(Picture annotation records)
━━━━━━
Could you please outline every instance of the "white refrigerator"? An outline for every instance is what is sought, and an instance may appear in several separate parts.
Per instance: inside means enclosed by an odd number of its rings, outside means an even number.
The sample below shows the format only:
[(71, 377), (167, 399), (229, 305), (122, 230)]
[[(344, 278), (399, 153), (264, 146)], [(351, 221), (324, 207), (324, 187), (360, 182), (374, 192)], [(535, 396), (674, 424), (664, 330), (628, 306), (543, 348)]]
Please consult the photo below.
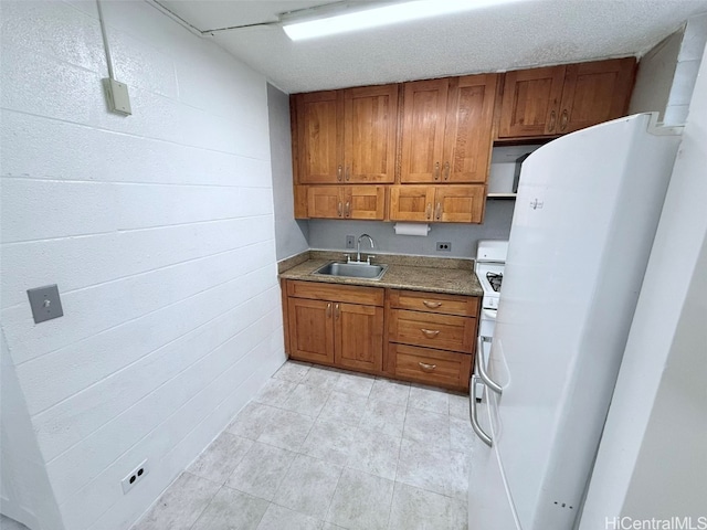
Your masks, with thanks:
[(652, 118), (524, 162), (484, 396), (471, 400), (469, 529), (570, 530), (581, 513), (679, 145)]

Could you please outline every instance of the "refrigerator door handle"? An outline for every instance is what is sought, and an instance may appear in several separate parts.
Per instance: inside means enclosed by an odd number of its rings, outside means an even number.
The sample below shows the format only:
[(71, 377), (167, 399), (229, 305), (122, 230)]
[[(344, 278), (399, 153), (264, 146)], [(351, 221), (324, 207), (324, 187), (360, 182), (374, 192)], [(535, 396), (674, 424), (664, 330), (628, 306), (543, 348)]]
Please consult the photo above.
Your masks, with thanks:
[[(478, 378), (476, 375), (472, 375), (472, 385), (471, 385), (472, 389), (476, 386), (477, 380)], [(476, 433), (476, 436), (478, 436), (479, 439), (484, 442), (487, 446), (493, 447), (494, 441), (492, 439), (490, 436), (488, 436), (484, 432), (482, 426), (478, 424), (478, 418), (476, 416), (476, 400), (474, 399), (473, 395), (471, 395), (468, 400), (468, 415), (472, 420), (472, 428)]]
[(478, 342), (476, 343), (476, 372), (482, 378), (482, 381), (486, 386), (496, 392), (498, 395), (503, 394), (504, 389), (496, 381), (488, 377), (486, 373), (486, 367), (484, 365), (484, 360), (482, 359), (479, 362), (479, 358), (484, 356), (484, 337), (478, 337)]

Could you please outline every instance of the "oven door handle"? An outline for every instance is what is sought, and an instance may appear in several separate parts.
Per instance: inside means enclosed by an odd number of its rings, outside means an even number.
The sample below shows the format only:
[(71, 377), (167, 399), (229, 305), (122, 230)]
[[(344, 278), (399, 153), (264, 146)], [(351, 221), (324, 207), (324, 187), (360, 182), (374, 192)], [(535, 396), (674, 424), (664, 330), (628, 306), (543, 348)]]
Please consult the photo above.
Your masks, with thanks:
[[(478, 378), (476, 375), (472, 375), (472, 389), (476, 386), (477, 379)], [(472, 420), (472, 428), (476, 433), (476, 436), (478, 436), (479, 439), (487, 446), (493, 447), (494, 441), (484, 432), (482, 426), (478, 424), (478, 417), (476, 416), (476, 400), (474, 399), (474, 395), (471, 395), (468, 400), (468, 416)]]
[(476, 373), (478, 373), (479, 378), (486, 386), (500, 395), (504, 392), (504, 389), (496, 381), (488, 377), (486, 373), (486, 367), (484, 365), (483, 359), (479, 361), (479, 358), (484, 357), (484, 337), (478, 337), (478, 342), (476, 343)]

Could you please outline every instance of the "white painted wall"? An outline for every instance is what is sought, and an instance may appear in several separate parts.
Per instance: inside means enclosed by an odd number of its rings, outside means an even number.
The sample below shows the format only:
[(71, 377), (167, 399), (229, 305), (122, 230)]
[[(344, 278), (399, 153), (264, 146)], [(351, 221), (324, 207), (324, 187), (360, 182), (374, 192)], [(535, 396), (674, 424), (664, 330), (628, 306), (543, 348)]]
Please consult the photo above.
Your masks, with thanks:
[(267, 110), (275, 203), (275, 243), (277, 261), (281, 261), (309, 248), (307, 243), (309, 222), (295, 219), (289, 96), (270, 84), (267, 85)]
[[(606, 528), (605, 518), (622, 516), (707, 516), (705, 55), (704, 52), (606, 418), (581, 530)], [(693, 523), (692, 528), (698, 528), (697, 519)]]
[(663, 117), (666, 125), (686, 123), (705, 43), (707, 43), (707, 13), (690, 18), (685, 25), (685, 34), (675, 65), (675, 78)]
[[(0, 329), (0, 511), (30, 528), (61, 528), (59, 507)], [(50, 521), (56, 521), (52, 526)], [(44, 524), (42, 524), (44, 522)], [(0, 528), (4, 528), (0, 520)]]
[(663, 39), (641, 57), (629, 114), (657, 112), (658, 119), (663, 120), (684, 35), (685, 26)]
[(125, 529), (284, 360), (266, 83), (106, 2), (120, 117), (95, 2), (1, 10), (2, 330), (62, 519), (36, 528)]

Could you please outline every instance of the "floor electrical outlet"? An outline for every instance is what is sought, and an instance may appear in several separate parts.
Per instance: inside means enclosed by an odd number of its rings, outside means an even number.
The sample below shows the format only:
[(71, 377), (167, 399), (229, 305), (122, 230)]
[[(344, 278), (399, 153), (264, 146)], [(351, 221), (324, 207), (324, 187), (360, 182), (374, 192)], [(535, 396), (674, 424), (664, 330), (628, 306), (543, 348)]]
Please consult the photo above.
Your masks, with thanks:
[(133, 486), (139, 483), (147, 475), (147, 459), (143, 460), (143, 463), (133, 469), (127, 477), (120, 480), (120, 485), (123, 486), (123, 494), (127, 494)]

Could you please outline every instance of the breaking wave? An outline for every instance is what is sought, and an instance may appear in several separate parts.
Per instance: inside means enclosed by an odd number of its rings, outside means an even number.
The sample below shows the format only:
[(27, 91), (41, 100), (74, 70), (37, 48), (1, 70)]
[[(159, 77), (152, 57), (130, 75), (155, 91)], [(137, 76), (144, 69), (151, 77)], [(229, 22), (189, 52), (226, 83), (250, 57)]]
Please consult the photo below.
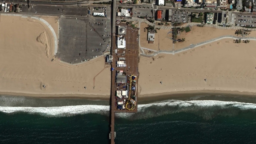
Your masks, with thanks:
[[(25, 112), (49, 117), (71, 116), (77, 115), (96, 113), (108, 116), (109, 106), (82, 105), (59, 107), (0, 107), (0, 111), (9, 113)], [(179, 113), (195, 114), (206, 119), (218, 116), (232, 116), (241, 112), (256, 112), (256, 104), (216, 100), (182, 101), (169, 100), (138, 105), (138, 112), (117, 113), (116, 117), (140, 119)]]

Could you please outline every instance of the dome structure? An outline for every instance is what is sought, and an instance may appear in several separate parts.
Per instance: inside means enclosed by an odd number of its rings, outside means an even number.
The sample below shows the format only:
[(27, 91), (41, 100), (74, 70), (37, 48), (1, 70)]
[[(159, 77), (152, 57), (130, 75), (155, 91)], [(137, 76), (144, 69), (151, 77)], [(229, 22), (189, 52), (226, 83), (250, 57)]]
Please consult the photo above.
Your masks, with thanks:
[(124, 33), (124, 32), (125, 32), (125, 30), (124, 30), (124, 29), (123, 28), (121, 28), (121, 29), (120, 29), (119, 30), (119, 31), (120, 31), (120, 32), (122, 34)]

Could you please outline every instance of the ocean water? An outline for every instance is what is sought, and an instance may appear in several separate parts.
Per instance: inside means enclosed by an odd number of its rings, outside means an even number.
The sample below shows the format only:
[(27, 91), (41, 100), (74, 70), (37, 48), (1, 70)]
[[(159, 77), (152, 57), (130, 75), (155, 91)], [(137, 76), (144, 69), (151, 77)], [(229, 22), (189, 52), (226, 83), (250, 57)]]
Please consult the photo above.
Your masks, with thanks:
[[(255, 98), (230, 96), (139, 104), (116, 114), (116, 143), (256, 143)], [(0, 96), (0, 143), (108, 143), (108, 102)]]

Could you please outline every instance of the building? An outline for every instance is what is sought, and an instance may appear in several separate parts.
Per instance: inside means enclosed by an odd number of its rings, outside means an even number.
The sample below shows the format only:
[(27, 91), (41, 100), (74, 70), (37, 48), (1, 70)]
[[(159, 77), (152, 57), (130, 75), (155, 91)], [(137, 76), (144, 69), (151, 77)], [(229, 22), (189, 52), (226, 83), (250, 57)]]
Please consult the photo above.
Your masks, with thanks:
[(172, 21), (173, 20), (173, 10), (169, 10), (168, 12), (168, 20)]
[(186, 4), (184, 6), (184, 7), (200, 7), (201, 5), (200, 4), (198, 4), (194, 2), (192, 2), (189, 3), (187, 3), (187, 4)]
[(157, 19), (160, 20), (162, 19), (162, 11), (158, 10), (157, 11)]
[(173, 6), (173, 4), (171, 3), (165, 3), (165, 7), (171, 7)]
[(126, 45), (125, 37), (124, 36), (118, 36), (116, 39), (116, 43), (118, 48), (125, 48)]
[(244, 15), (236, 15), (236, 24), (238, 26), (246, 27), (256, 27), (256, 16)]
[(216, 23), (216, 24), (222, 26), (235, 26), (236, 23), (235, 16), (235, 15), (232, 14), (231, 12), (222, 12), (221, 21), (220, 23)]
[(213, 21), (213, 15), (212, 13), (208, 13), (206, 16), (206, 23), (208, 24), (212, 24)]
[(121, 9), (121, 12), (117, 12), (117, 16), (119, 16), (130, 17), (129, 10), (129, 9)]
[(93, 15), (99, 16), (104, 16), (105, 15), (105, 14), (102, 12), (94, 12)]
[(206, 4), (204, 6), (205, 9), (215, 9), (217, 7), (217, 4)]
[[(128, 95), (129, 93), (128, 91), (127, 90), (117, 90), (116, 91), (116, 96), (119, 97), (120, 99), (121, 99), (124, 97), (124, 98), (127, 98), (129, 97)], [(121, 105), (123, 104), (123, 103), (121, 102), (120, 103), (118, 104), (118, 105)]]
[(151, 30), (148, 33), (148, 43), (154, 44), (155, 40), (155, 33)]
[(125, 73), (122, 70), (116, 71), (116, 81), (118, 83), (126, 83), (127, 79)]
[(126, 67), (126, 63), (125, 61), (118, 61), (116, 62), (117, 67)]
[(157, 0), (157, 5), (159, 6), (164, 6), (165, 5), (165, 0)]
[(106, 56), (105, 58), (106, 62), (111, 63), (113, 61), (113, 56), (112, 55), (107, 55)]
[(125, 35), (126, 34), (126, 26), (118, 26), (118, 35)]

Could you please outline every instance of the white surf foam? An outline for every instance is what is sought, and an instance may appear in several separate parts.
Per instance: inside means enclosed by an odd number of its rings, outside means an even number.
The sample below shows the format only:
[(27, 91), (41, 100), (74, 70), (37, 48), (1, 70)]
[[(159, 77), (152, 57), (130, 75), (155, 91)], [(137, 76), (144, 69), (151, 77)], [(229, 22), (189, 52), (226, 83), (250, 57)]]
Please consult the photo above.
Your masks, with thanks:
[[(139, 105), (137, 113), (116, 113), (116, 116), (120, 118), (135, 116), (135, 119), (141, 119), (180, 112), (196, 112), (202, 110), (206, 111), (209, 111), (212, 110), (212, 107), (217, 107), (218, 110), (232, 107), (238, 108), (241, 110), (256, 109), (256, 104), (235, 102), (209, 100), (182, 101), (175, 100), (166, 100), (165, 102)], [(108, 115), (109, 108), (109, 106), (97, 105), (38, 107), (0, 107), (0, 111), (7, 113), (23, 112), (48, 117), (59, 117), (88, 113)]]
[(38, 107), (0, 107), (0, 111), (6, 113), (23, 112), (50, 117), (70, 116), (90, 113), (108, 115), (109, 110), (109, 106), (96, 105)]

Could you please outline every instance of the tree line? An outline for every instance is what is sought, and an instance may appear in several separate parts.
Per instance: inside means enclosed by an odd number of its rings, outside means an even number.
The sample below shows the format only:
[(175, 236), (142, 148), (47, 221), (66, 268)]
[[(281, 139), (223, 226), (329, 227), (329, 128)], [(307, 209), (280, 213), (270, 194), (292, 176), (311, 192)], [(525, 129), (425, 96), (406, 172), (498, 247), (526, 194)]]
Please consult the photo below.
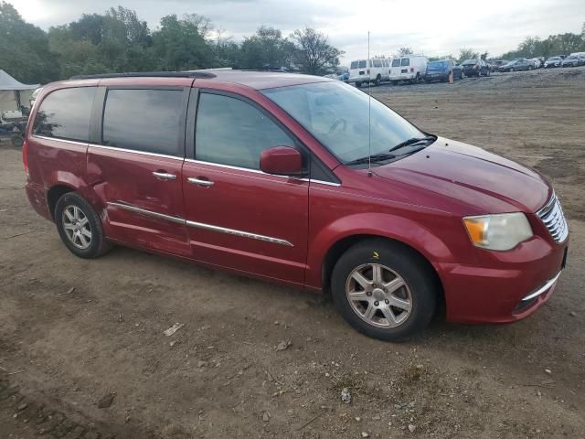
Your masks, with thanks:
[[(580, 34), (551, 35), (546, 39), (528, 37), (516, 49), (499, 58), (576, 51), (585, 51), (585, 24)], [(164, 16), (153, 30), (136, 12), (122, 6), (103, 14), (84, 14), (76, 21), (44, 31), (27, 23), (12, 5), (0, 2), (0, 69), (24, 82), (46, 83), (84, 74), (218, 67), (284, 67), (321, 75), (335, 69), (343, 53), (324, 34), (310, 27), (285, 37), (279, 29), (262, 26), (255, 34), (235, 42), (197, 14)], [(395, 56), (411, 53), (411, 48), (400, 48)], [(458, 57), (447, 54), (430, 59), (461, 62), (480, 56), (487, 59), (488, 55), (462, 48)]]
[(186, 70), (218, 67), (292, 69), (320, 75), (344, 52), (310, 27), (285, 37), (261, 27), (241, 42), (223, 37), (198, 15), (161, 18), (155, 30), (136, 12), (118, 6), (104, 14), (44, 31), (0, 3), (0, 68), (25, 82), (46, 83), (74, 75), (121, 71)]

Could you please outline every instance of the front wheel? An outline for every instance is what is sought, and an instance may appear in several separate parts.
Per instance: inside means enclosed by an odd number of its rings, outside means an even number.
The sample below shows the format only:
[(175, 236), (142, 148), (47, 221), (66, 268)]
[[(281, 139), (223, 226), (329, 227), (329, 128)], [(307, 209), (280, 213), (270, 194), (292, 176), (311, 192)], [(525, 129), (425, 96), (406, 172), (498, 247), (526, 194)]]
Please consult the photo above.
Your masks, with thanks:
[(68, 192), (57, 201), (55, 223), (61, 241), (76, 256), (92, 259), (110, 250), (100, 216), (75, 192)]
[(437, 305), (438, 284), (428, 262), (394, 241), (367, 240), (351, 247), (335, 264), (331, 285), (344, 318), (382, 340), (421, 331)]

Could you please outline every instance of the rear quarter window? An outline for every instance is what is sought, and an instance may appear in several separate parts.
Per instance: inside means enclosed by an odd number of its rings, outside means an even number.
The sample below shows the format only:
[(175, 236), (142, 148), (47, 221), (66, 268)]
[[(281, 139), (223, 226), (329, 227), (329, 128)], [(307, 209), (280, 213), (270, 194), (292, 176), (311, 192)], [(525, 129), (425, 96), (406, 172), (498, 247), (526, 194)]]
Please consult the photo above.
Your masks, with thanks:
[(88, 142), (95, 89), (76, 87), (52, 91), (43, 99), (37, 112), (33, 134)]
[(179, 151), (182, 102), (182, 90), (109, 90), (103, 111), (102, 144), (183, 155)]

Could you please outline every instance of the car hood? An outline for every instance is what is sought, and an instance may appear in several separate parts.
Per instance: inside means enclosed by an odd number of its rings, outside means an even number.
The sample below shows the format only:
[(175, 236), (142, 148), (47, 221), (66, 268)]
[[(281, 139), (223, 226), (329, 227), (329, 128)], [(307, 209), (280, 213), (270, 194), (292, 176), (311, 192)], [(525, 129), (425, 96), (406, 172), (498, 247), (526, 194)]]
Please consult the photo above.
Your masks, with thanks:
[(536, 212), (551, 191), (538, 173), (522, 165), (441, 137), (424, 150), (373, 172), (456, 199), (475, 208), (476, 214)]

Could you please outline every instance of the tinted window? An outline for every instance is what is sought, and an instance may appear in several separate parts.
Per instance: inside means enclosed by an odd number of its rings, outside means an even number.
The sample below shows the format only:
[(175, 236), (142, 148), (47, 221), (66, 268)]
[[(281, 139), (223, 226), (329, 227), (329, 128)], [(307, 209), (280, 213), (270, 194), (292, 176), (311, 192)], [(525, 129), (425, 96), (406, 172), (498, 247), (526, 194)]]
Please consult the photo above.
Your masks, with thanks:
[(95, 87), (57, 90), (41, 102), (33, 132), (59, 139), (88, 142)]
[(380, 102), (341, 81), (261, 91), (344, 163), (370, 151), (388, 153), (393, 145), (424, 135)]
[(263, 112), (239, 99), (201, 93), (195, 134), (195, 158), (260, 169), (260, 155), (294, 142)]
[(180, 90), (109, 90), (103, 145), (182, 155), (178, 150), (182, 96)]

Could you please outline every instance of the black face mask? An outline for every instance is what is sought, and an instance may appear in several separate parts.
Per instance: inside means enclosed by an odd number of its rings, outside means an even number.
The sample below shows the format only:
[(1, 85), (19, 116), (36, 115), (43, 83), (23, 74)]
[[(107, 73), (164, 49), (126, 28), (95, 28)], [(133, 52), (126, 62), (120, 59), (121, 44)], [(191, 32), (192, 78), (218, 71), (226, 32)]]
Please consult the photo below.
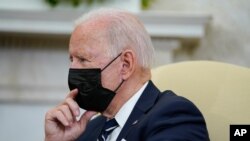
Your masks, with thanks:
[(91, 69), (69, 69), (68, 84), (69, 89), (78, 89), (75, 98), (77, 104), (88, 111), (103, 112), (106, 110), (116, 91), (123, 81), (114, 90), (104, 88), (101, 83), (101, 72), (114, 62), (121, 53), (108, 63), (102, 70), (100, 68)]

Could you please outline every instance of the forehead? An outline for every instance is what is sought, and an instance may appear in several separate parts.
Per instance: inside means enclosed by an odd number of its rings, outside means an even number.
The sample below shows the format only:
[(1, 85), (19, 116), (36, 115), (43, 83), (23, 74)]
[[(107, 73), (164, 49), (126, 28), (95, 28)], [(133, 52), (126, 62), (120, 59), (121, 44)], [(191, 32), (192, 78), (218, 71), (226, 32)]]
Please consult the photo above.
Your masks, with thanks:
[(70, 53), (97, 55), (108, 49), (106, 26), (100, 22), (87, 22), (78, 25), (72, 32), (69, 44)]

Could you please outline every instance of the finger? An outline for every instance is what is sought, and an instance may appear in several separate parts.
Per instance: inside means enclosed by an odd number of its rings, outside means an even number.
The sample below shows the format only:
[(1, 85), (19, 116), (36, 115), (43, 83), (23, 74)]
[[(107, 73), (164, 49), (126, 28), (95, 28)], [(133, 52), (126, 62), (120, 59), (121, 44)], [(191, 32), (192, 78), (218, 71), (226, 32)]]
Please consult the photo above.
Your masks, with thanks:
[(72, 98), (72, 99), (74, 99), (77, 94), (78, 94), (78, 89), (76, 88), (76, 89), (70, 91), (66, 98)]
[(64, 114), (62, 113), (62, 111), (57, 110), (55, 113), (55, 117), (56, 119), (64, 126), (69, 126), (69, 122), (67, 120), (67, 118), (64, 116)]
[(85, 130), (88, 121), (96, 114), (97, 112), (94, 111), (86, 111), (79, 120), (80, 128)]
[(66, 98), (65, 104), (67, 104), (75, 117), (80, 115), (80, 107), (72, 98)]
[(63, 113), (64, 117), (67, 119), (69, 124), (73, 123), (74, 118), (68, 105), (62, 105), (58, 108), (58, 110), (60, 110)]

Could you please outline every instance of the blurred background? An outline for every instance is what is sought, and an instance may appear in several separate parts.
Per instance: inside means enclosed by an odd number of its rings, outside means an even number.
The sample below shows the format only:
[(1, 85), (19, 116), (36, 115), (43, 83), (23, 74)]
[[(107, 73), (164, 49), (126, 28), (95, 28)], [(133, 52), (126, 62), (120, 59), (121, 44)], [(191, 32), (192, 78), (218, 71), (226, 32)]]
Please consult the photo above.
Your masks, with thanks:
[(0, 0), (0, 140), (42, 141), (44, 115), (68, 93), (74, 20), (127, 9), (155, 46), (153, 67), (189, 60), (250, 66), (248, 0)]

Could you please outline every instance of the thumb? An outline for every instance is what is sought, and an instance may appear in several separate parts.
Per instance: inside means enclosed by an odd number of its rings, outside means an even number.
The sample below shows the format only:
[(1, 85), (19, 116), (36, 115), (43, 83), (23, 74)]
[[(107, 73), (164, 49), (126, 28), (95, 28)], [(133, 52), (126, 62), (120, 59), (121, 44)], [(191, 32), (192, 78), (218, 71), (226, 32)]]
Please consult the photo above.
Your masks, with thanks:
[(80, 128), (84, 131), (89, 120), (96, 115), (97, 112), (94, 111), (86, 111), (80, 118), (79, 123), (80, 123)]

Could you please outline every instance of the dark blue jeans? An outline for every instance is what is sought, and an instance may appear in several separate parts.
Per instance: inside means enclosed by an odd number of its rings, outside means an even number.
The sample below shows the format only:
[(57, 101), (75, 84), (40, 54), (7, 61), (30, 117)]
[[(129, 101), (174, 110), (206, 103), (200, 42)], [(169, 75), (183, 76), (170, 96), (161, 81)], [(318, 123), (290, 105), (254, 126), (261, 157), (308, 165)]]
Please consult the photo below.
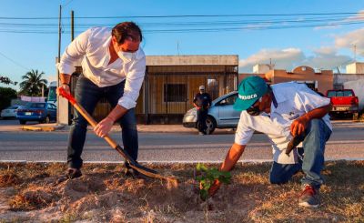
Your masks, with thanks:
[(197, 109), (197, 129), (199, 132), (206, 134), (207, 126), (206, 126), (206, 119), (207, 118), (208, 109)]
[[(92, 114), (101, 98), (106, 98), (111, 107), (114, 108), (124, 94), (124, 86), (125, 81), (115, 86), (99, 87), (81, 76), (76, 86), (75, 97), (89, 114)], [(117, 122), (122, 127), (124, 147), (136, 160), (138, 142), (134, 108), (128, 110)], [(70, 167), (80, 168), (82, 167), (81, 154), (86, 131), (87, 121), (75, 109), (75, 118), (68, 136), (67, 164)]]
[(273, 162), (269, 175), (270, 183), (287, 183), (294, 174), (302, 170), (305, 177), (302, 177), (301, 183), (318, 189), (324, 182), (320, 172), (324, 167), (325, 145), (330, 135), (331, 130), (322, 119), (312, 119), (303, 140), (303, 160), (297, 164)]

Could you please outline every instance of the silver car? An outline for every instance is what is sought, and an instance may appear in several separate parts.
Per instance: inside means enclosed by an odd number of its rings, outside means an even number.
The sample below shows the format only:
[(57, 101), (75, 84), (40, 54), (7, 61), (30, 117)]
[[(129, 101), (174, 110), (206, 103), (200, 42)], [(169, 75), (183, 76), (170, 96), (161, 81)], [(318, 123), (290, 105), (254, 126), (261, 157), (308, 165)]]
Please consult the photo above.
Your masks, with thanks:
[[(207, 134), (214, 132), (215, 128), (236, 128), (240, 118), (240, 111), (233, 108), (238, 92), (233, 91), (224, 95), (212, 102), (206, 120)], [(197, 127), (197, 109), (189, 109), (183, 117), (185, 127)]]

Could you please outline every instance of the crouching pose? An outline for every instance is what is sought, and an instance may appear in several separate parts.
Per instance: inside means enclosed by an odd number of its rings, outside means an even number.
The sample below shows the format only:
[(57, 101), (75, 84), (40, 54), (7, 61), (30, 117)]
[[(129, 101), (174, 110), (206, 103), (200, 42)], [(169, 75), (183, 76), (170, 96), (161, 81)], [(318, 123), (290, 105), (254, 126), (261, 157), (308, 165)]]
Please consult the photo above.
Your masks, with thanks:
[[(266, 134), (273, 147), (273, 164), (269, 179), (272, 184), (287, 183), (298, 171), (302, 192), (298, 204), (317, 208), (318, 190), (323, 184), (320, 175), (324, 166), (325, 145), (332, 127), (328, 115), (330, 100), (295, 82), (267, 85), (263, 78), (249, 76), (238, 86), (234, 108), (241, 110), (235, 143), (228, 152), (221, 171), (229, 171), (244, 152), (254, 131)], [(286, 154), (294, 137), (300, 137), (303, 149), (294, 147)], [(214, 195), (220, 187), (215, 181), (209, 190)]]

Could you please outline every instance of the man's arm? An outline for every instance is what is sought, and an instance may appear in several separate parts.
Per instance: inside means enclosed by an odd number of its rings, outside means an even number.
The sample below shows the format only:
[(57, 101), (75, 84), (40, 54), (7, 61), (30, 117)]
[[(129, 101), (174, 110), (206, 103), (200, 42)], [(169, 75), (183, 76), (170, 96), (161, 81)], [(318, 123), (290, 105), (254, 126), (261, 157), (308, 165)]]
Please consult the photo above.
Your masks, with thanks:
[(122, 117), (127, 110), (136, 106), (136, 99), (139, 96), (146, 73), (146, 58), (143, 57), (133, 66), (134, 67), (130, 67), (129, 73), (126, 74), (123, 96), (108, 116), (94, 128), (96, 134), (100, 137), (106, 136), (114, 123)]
━━━━━━
● Written request
Express as a JSON list of strings the lines above that begin at the line containing "Could you please outline every instance of the dome" and end after the line containing "143), (108, 102)]]", with one string per line and blank lines omitted.

● Finished exercise
[
  "Could you please outline every instance of the dome structure? An outline for every instance is what is sought, and an instance may appear in several separate parts.",
  "Per instance: inside means enclosed by an odd number of its rings, outside means an even number.",
  "The sample below shows the format only:",
  "[(27, 91), (41, 100), (74, 70), (37, 48), (1, 70)]",
  "[[(159, 77), (152, 57), (130, 75), (155, 91)], [(137, 76), (144, 69), (151, 77)], [(229, 22), (189, 52), (226, 83), (250, 57)]]",
  "Please consult the photo above.",
  "Your masks, with thanks:",
  "[(124, 33), (124, 32), (125, 32), (125, 30), (124, 30), (124, 29), (123, 28), (121, 28), (121, 29), (120, 29), (119, 30), (119, 31), (120, 31), (120, 32), (122, 34)]",
  "Could you please outline every instance of the ocean water? An outline for every instance is what is sought, and an instance may appear in several separate parts.",
  "Per instance: inside means enclosed by an odd number of its rings, outside means an even number.",
  "The sample below shows the format only:",
  "[(27, 91), (41, 100), (74, 70), (37, 48), (1, 70)]",
  "[[(159, 77), (152, 57), (130, 75), (155, 91)], [(137, 76), (144, 69), (151, 77)], [(229, 22), (189, 52), (226, 83), (250, 57)]]",
  "Please consult the photo above.",
  "Your masks, with thanks:",
  "[[(255, 98), (230, 96), (139, 104), (116, 114), (116, 143), (256, 143)], [(0, 96), (0, 143), (108, 143), (108, 102)]]"
]